TESTO DELL'ESERCIZIO:
══════════════════════════════
Ha destato molto interesse l’articolo di Emanuele Vernavà dal titolo: “Ursula Von der Leyen e l’anello di Gige”. L’articolo era già apparso sul Quotidiano del sud in data 7 maggio, lo abbiamo riproposto sul nostro blog perché pensiamo sia utile un’approfondita riflessione sulla narrazione mitica soprattutto perché osserviamo che il mito può svolgere ancora oggi una funzione profetica sulle dinamiche spirituali, culturali, civili e sociali del nostro tempo.
Riscrivo intanto la storia di Gige il giovane pastore che nella versione di Platone , seduce con la sua audacia la Regina di Lidia e a sua volta rimane abbagliato dalla sua bellezza.
Gige è un mandriano che si prende cura degli armenti del re.
Un bel giorno il cielo si rabbuia, la terra, scossa da un terribile terremoto, apre una voragine davanti ai suoi piedi. Il pastore non si scompone. Sente che la madre terra, che si ammanta di vita nella feconda giovinezza della primavera, mentre apre il suo seno per lui, gli manifesta la sua materna benevolenza.
Gige scende dunque nella orrida voragine dove riposa un enorme cavallo di bronzo dal ventre cavo. In quella cavità vede il cadavere di un gigante con un anello d’oro al dito.
Gige, che ha sempre sentito il fascino della straordinaria potenza dei giganti, riconosce in quell’anello il dono della divina Gea, sfila l’anello dalla mano inerte e lo infila al suo dito.
Poi va alla reggia per fare al re il consueto rendiconto del proprio lavoro e dello stato dei suoi armenti. Strofina l’anello per renderlo più brillante e pulito giacché vuole mostrare al re il prezioso monile sottratto al gigante. Nel nel fare ciò rivolge il blasone dell’anello all’interno del palmo della mano ma giunto all’ingresso del castello si rende conto, con meraviglia, che un manipolo di guardie lo lascia passare senza chiedergli alcunché e senza perquisirlo come avveniva di solito.
Il pastore comprende di essere divenuto invisibile e ne approfitta per visitare indisturbato le segrete della reggia fino all’appartamento riservato all’avvenente e giovane regina impegnata in un bagno rigeneratore.
Abbagliato dalla sua bellezza, Gige, gira il blasone dell’anello verso il dorso della mano perché vuole che la regina ne apprezzi il valore e la bellezza degli intarsi nell’oro.
A questo punto le ancelle si accorgono della presenza di un intruso che sta violando la riservatezza degli appartamenti della regina e, superato il momento di sorpresa, si ricompongono frettolosamente nell’abbigliamento per tentare di fuggire e chiedere aiuto. Ma la regina impone loro il silenzio e la calma. Ella infatti, affascinata dal giovane e coraggioso pastore, lo accoglie nella sua intimità.
══════════════════════════════
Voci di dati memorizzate
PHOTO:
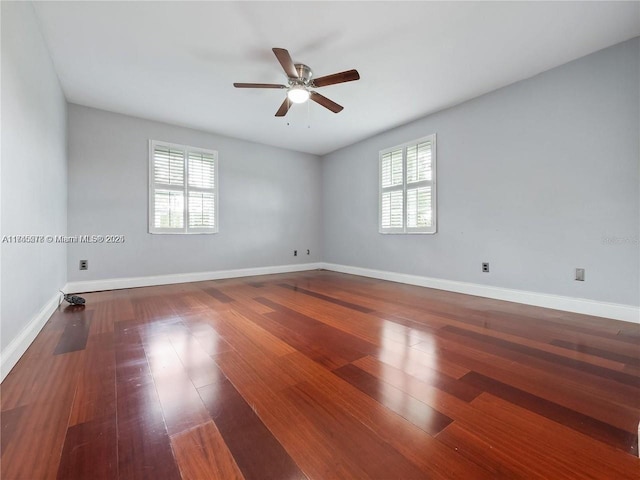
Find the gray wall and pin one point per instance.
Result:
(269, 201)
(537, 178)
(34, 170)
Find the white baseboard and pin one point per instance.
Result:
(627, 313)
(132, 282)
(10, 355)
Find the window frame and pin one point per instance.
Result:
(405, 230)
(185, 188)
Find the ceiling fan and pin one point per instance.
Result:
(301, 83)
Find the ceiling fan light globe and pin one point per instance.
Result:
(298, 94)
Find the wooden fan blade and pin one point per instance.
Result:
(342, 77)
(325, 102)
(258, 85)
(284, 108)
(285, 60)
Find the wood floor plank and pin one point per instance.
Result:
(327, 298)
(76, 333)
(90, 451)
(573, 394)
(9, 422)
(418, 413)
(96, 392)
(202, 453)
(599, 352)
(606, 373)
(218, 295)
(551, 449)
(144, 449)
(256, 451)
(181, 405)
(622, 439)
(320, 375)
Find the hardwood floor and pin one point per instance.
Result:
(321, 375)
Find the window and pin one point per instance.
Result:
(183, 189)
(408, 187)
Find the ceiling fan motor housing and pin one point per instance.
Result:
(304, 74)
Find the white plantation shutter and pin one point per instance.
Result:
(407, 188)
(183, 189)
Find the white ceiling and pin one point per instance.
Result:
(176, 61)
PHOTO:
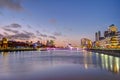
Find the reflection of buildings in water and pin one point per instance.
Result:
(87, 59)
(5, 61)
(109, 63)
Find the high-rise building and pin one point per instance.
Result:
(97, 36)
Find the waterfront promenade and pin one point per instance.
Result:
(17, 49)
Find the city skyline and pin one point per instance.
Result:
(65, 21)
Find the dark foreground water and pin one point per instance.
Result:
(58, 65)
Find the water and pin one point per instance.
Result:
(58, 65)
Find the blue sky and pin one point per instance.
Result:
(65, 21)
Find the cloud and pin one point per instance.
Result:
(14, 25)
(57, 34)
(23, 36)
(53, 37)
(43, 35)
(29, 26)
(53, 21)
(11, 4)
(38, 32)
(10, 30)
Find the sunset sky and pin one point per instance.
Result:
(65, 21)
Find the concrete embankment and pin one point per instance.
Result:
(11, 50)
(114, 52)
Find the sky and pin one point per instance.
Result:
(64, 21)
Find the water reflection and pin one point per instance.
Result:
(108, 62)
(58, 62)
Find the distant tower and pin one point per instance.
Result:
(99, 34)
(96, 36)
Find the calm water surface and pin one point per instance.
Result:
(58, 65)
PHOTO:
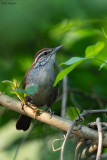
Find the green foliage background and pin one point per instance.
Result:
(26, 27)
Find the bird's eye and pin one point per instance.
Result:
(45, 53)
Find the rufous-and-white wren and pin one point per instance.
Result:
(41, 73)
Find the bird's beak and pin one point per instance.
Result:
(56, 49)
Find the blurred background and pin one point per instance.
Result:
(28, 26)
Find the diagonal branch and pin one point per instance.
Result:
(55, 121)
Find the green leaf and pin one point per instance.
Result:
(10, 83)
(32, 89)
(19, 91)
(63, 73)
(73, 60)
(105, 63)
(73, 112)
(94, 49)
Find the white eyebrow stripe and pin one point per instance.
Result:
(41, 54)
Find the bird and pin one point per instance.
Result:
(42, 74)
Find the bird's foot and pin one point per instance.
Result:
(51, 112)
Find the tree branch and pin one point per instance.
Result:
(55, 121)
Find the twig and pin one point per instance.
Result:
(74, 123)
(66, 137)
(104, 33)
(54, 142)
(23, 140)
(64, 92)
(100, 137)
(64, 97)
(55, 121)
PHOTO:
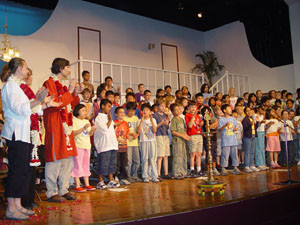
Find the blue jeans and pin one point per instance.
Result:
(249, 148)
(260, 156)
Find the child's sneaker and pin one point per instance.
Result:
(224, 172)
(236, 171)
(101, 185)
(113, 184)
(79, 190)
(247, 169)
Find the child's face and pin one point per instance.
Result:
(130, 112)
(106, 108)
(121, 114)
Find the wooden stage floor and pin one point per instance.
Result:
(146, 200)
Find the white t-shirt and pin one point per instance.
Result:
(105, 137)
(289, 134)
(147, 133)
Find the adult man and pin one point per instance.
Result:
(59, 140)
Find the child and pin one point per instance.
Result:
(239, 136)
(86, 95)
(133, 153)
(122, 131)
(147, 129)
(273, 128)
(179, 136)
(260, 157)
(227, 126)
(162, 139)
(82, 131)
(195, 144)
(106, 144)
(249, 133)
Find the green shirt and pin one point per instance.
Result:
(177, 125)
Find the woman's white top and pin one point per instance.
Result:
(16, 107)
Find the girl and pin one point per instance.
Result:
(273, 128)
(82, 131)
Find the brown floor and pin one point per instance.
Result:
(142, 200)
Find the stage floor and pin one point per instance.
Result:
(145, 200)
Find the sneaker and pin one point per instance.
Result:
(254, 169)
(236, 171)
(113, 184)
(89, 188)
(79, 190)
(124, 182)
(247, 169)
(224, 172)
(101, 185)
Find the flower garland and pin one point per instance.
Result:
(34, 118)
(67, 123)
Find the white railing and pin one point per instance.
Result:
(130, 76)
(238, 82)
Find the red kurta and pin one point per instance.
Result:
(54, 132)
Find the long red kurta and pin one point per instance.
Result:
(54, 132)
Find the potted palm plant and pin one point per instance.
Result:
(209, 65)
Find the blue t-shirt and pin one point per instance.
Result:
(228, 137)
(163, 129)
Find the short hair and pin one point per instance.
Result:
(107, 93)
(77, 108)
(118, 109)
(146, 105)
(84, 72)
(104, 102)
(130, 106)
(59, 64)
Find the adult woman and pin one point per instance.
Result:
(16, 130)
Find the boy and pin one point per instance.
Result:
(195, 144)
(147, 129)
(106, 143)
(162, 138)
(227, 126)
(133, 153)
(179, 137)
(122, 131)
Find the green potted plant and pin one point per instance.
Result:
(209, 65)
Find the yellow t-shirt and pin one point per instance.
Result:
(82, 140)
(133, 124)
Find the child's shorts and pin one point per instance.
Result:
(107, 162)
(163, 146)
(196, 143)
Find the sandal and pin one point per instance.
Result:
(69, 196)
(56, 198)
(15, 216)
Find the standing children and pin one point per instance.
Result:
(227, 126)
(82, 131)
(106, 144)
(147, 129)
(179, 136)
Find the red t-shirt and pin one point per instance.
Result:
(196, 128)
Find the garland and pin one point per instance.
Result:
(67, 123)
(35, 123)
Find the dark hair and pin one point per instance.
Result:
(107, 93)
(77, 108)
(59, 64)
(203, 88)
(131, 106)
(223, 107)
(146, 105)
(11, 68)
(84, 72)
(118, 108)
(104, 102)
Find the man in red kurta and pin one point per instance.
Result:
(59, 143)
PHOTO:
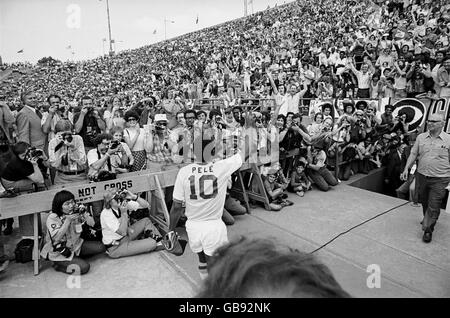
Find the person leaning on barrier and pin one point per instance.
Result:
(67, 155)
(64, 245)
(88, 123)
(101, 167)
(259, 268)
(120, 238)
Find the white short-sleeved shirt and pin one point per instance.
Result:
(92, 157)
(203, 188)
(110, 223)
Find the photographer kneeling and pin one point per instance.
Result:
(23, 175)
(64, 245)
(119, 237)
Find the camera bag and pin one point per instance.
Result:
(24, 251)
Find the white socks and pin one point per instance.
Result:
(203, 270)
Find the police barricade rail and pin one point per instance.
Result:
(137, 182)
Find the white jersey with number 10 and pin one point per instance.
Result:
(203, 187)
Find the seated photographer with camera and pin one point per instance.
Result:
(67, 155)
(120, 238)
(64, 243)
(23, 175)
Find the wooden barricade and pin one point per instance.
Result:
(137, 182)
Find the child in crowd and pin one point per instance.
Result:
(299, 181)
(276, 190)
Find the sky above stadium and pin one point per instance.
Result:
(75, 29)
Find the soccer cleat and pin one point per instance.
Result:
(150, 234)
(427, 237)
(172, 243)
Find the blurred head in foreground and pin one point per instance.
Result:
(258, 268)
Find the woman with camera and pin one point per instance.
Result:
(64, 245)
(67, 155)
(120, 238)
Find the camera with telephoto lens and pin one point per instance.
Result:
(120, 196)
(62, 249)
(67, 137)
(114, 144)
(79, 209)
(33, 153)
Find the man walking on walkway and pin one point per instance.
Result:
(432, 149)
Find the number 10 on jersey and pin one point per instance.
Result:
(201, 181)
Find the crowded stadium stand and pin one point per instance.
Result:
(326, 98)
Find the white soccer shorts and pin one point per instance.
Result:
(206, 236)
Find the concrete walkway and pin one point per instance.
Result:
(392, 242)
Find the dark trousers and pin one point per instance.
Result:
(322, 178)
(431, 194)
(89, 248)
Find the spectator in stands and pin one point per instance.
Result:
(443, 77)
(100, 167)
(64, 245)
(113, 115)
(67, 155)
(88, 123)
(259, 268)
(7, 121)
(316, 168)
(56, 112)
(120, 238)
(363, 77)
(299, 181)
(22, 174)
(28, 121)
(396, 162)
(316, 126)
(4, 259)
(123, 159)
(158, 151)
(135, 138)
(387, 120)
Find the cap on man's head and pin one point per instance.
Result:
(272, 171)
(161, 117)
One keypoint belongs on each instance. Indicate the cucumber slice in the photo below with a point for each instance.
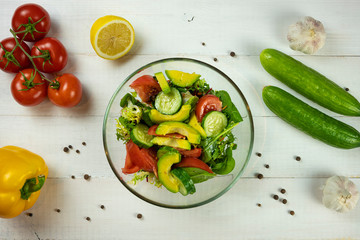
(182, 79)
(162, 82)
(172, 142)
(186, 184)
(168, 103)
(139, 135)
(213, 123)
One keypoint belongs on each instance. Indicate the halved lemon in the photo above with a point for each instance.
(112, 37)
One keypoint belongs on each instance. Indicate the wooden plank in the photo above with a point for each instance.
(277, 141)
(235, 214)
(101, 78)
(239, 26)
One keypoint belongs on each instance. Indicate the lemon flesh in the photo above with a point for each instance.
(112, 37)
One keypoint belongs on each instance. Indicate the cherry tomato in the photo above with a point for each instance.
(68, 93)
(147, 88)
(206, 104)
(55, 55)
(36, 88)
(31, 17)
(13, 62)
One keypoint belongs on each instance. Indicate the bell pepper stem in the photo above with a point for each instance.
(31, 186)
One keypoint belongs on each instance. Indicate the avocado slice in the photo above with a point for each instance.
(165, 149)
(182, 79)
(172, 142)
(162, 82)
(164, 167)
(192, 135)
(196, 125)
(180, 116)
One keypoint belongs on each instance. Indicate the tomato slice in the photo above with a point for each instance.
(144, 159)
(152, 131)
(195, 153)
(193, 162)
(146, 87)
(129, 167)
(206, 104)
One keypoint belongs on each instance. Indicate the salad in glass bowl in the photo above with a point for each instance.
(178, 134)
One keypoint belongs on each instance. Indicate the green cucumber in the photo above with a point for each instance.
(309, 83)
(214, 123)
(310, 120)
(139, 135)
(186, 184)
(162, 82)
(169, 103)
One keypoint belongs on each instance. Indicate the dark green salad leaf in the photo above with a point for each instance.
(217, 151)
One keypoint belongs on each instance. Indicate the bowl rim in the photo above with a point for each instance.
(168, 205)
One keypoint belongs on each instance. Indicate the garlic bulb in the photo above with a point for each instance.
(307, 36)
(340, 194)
══════════════════════════════
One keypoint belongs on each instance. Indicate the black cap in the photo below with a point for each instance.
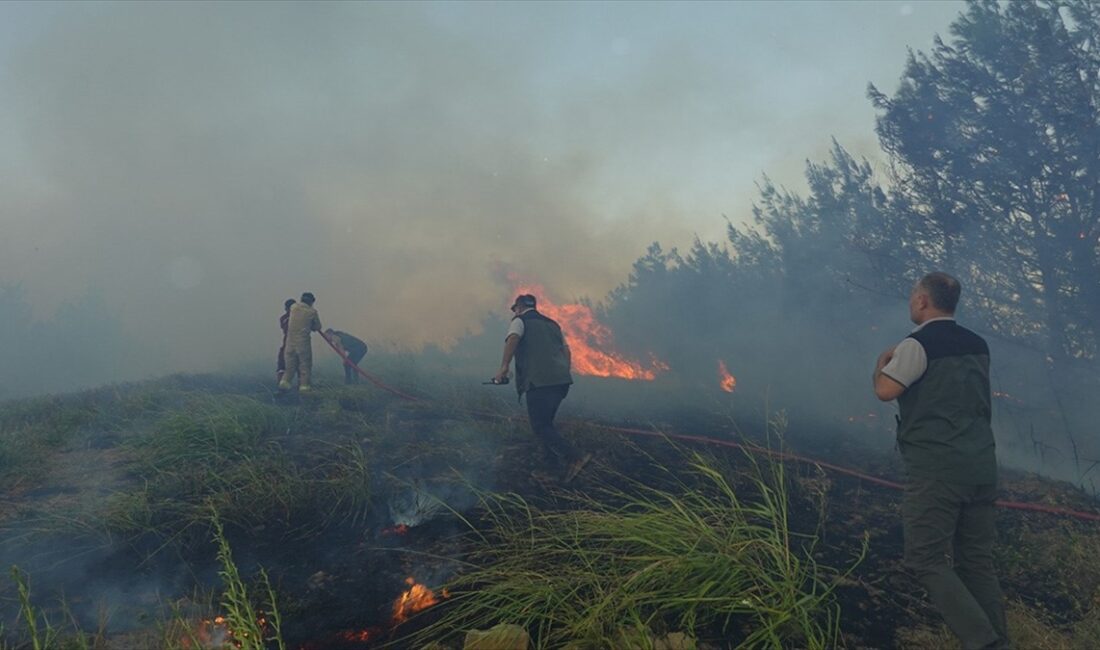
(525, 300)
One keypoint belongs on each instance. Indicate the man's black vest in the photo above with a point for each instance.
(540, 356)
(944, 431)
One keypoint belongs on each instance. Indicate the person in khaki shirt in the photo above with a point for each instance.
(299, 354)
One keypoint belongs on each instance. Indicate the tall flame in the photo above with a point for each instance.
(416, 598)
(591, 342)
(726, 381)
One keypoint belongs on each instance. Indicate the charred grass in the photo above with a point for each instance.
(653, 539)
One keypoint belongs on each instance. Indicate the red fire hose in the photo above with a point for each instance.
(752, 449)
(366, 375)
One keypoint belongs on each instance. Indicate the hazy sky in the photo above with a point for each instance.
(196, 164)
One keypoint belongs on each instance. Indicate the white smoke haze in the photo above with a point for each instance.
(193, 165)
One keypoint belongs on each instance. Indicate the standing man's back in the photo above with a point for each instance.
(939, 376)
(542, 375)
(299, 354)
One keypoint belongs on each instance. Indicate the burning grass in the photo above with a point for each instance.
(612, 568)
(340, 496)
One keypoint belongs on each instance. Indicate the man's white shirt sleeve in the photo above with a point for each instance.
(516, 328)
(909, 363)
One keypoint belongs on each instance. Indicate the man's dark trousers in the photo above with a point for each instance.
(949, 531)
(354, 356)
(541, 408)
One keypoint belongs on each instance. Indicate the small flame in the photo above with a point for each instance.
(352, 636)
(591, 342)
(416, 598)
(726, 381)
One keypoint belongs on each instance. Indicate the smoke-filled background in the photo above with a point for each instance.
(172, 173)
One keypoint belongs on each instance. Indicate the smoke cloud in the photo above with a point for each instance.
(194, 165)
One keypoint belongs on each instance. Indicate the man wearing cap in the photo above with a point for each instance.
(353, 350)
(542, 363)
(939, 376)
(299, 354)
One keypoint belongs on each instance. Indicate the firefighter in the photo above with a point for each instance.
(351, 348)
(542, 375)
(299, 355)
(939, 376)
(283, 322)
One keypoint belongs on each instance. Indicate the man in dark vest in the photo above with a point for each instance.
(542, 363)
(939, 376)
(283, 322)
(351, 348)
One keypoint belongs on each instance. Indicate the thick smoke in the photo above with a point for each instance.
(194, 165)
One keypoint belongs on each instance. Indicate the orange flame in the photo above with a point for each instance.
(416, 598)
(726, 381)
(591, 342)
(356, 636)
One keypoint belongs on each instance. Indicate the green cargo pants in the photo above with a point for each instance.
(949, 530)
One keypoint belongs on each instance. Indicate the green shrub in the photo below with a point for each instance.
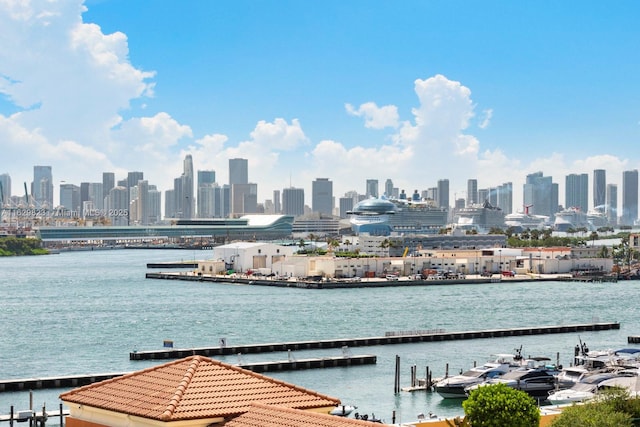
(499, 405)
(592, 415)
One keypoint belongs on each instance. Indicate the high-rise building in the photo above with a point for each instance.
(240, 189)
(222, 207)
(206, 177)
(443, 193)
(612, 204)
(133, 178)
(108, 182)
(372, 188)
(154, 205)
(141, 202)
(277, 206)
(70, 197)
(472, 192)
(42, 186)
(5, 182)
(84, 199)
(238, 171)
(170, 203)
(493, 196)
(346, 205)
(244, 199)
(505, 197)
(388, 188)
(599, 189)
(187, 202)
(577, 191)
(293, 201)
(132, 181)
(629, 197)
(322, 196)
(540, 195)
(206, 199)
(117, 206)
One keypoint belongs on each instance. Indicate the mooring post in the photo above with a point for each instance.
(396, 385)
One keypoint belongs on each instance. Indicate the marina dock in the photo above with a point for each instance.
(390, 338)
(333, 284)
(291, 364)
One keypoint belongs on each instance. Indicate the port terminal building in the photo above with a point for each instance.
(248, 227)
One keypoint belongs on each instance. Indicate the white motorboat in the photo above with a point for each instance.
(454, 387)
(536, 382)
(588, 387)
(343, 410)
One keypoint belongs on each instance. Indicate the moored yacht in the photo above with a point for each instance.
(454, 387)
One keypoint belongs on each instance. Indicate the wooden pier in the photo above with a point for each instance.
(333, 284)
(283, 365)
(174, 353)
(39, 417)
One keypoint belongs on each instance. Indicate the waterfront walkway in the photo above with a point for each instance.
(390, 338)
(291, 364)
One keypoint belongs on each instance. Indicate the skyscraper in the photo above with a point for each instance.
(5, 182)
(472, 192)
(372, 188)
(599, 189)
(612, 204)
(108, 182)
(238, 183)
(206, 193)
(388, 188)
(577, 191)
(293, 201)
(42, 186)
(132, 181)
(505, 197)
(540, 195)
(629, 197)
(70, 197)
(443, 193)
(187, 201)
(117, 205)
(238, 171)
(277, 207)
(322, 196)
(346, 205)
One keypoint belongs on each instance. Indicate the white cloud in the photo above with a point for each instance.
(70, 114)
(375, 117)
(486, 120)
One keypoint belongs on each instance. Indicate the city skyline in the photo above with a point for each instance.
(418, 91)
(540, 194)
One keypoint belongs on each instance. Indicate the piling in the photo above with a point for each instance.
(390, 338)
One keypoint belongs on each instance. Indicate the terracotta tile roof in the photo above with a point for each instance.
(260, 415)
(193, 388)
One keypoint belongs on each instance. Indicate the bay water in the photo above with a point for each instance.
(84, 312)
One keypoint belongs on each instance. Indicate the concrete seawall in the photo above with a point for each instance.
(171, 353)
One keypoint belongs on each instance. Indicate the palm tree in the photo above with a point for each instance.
══════════════════════════════
COSA FARE:
Stampa parola per parola il passo del testo sul mito di Gige che comincia con le parole contenenti "Riscrivo intanto la" e termina con "d’oro al dito.".

RISULTATO DELL'ESERCIZIO:
Riscrivo intanto la storia di Gige il giovane pastore che nella versione di Platone , seduce con la sua audacia la Regina di Lidia e a sua volta rimane abbagliato dalla sua bellezza.
Gige è un mandriano che si prende cura degli armenti del re.
Un bel giorno il cielo si rabbuia, la terra, scossa da un terribile terremoto, apre una voragine davanti ai suoi piedi. Il pastore non si scompone. Sente che la madre terra, che si ammanta di vita nella feconda giovinezza della primavera, mentre apre il suo seno per lui, gli manifesta la sua materna benevolenza.
Gige scende dunque nella orrida voragine dove riposa un enorme cavallo di bronzo dal ventre cavo. In quella cavità vede il cadavere di un gigante con un anello d’oro al dito.